TASK TO CARRY OUT: Locate each line below containing the string "clicks" with the same capitalization, and copy those lines out.

= = = = = = =

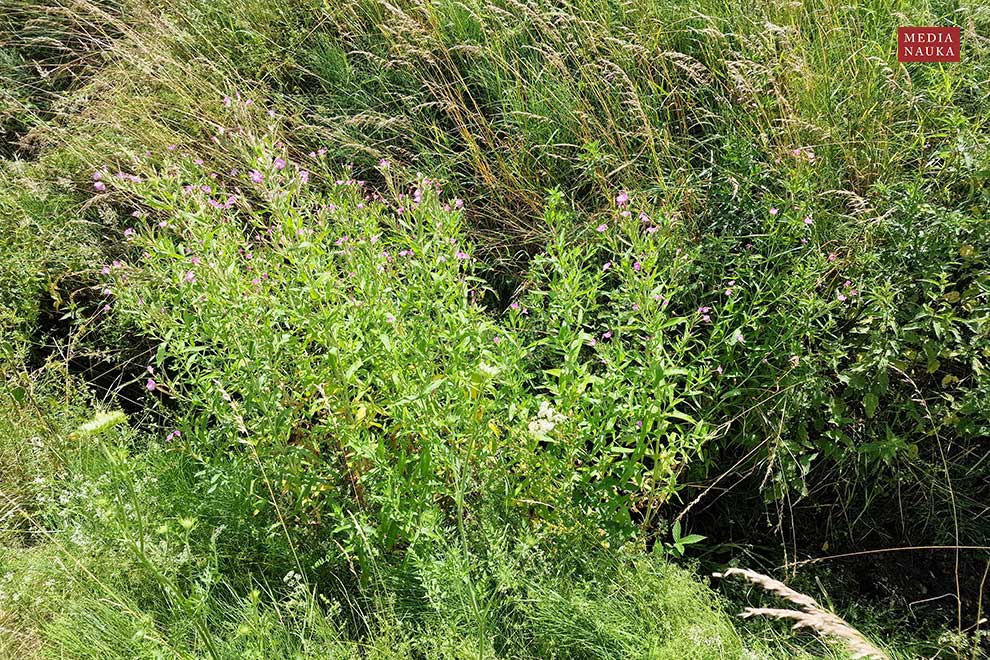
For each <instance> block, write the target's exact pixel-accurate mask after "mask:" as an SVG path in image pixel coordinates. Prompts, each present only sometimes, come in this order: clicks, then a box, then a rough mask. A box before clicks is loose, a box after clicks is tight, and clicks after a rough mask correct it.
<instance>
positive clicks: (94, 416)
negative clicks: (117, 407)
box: [73, 410, 127, 437]
mask: <svg viewBox="0 0 990 660" xmlns="http://www.w3.org/2000/svg"><path fill="white" fill-rule="evenodd" d="M126 421H127V415H125V414H124V413H123V412H121V411H120V410H111V411H109V412H105V411H100V412H98V413H96V414H95V415H94V416H93V418H92V419H91V420H89V421H88V422H85V423H84V424H81V425H80V426H79V428H78V429H76V432H75V433H74V434H73V435H74V436H81V437H87V436H92V435H100V434H101V433H103V432H104V431H106V430H108V429H110V428H112V427H114V426H117V425H118V424H122V423H123V422H126Z"/></svg>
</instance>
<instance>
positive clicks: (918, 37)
mask: <svg viewBox="0 0 990 660" xmlns="http://www.w3.org/2000/svg"><path fill="white" fill-rule="evenodd" d="M897 61H898V62H958V61H959V28H914V27H910V28H906V27H899V28H897Z"/></svg>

= = = = = = =

ANSWER TO THIS EXERCISE:
For each <instance> block, write the target's exact pixel-accurate mask after "mask:" as an SVG path in image pixel coordinates. Prompts, each present only sometimes, come in this order: clicks, then a box, then a rough mask. A box before clicks is loose, a box after clicks is tight, and clicks after a rough mask correct it.
positive clicks: (94, 416)
negative clicks: (117, 407)
positive clicks: (918, 37)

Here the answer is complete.